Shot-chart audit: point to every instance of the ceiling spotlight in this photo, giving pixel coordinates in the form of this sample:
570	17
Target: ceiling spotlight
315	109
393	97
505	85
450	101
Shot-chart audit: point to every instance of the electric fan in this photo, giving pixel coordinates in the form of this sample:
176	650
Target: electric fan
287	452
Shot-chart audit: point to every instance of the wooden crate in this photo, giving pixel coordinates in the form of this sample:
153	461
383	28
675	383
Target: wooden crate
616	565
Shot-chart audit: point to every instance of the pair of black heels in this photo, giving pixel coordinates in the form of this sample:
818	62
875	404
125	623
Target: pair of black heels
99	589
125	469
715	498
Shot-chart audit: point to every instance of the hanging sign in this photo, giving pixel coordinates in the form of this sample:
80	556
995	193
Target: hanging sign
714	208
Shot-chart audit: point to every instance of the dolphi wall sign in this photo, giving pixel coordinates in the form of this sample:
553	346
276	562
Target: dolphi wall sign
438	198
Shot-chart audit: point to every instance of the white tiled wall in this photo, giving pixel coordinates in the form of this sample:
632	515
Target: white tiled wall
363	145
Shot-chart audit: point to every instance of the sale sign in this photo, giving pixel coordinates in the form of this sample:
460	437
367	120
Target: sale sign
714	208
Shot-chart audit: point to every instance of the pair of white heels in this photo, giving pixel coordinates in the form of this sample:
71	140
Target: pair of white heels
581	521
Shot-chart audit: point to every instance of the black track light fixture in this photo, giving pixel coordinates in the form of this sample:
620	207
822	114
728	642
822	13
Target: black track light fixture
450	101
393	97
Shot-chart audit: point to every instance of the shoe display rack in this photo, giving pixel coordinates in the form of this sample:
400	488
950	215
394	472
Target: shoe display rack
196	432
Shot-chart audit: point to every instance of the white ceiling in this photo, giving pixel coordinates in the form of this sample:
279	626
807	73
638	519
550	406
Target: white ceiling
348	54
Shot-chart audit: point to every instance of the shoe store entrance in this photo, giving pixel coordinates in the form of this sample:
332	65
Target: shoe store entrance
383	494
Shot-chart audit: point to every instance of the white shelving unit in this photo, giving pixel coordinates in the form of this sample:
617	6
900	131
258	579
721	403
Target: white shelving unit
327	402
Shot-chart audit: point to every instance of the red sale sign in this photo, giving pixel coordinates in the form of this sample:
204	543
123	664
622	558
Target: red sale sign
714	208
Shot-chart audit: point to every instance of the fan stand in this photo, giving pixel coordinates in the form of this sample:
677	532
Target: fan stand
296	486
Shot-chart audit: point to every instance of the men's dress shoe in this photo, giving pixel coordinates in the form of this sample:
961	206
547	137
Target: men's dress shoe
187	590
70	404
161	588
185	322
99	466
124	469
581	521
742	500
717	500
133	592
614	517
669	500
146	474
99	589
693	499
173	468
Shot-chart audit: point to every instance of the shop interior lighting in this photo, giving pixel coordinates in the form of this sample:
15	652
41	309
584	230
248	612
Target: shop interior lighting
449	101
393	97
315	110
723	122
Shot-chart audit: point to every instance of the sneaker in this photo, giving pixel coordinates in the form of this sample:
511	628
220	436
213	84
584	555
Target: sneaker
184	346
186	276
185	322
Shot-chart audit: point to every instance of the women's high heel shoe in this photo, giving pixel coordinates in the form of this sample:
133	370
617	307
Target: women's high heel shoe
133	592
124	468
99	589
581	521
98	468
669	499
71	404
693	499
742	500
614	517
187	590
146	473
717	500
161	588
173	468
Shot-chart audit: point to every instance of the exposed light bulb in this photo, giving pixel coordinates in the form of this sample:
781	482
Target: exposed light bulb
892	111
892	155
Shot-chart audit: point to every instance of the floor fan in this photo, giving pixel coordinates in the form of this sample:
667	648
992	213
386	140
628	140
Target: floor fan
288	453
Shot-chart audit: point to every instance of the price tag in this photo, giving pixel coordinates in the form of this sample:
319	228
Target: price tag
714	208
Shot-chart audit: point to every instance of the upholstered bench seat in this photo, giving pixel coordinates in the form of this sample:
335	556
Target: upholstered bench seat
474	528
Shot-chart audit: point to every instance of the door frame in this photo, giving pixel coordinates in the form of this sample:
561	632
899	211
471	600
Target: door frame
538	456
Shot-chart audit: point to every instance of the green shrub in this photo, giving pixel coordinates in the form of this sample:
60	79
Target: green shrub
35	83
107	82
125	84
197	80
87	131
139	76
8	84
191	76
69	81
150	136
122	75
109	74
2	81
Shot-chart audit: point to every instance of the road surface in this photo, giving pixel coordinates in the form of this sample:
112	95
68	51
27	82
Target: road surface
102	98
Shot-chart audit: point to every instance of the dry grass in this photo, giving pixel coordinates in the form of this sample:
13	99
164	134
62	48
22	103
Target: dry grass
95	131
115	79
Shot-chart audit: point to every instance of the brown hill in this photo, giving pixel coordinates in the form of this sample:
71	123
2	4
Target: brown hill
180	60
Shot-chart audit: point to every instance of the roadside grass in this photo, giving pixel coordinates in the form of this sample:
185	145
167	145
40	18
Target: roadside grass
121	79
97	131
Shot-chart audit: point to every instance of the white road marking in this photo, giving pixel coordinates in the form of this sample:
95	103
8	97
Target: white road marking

= = = = =

À faire - Recopiez toutes les lignes ci-dessus sans rien y changer, s'il vous plaît.

Réponse -
Shot-chart audit: point to every instance of the ceiling spotlight in this photo, giving pixel coordinates in the form of this sample:
570	17
Target: ceiling spotlight
315	109
393	97
505	85
450	101
Shot-chart audit: point to every instance of the electric fan in this photo, giving pixel coordinates in the form of this sample:
176	650
Target: electric fan
287	452
Shot-chart audit: point to every instance of the wooden crate in this photo, giving pixel coordinates in the form of this sample:
153	461
383	28
675	383
Target: wooden crate
616	565
Shot-chart audit: point to every instance of the pair of black heels in this photo, giving pixel coordinates in the form of this sample:
818	62
875	404
125	623
Target: pair of black heels
99	589
125	469
715	498
Shot-chart audit: point to every instance of the hanging sign in this photo, giving pixel coordinates in the form of this sample:
80	556
995	193
Target: hanging sign
714	208
Shot-chart audit: point to every instance of the dolphi wall sign in this photo, giving pixel coordinates in the form of this sample:
553	346
276	562
Target: dolphi wall sign
438	198
Shot-chart audit: point to every instance of the white tiled wall in this photo, giving pixel coordinates in the form of this sample:
632	515
Target: white tiled wall
363	145
Shot-chart audit: point to every instance of the sale sign in this photo, giving pixel coordinates in the form of this sample:
460	437
367	120
Target: sale sign
714	208
Shot-chart audit: point to every instance of the pair of white heels in this photo, giving pixel coordinates in the form of this sample:
71	140
Target: pair of white heels
581	521
Shot-chart audit: point to every instance of the black track light fixture in this photo, giving pixel coordinates in the form of this sample:
620	207
822	114
728	642
822	13
Target: black track light fixture
450	101
393	97
Shot-chart audit: point to every instance of the shoe display rack in this photo, giving pixel coordinates in the form of this sample:
400	488
950	215
394	472
Target: shoe display rack
196	432
Shot-chart audit: point to every instance of the white ceiling in this photo, giving pixel coordinates in the form of this sample:
279	626
807	73
638	519
550	406
Target: white ceiling
348	54
Shot-chart audit: point to every instance of the shoe store entrance in this photo, giving pixel coordinates in the form of this sample:
332	65
Target: shoe store entrance
383	494
Shot-chart audit: point to every instance of the white shelving unit in this photo, giving pixel coordinates in the form of this sample:
617	6
900	131
258	579
721	403
Target: white shelving unit
327	402
Shot-chart audit: point to every instance of the red sale sign in this photo, giving pixel coordinates in the form of this sample:
204	543
123	664
622	558
Target: red sale sign
714	208
Shot-chart audit: point to every instance of the fan stand in this photo, giving pixel coordinates in the form of this sample:
677	532
Target: fan stand
296	486
Shot-chart audit: point to every instance of the men's dress shoe in this photo, giving pixel coordinates in the form of this sample:
961	206
547	137
Target: men's dress shoe
187	590
70	404
161	588
185	322
99	466
124	469
581	521
742	500
717	500
133	592
614	517
669	500
146	474
99	589
693	499
173	468
Shot-chart audit: point to every instance of the shop interior lighting in this photo, giving pixel coordinates in the form of this sample:
15	652
41	309
584	230
248	612
Target: shop interior lighting
449	101
393	97
315	110
723	122
Shot-chart audit: point to every instance of the sneaker in this photo, giving pixel coordinates in the form of this sample:
511	628
220	436
213	84
584	555
Target: sneaker
184	346
186	276
185	322
Shot-chart audit: point to every instance of the women's high heel shoe in this photo, giving pixel coordinates in the form of this sample:
133	370
617	307
Target: women's high heel shoe
133	592
124	468
99	589
581	521
98	468
669	499
71	404
693	499
742	500
614	517
187	590
146	473
717	500
161	588
173	468
Shot-chart audit: point to every instance of the exposed light bulb in this photo, giving pixel coordinates in the form of this sample:
781	482
Target: exposed light bulb
892	111
892	155
Shot-chart audit: point to every instance of the floor fan in this photo, giving pixel coordinates in the form of this sample:
667	648
992	213
386	140
628	140
Target: floor fan
288	453
Shot-chart audit: point to every instance of the price tag in this photo, giving pixel coordinates in the form of this sample:
319	228
Target: price tag
714	208
Shot-chart audit: point to every instance of the upholstered bench seat in this photo, giving pixel coordinates in the form of this sample:
335	556
Target: upholstered bench seat
474	528
Shot-chart audit: point to every instance of the door frame in this photo, giving pixel coordinates in the form of this sample:
561	632
899	211
471	600
Target: door frame
538	456
Shot-chart audit: point to every instance of the green shrub in this photo, giving pixel coordinates in the form of this sample:
60	79
Target: green shrub
35	83
107	82
125	84
197	80
87	131
139	76
8	84
191	76
69	81
150	136
122	75
109	74
2	81
Shot-chart audit: point to every instance of the road surface in this photo, giving pixel coordinates in the form of this sample:
112	95
68	51
27	82
Target: road surface
102	98
Shot-chart audit: point to every instance of the dry grass in this photo, giving pixel coordinates in the form of this sample:
13	99
164	134
62	48
22	103
Target: dry grass
95	131
115	79
Shot-chart audit: point to every instance of the brown hill in this photo, giving pixel coordinates in the form of this sample:
71	123
2	4
Target: brown hill
180	60
Shot-chart audit: point to every instance of the roadside grass in this photo, giving pixel coordinates in the form of this sample:
185	145
167	145
40	18
Target: roadside grass
121	79
97	131
Shot-chart audit: point to every instance of the white road marking in this photo, giving pixel coordinates in the form of this sample:
95	103
8	97
Target: white road marking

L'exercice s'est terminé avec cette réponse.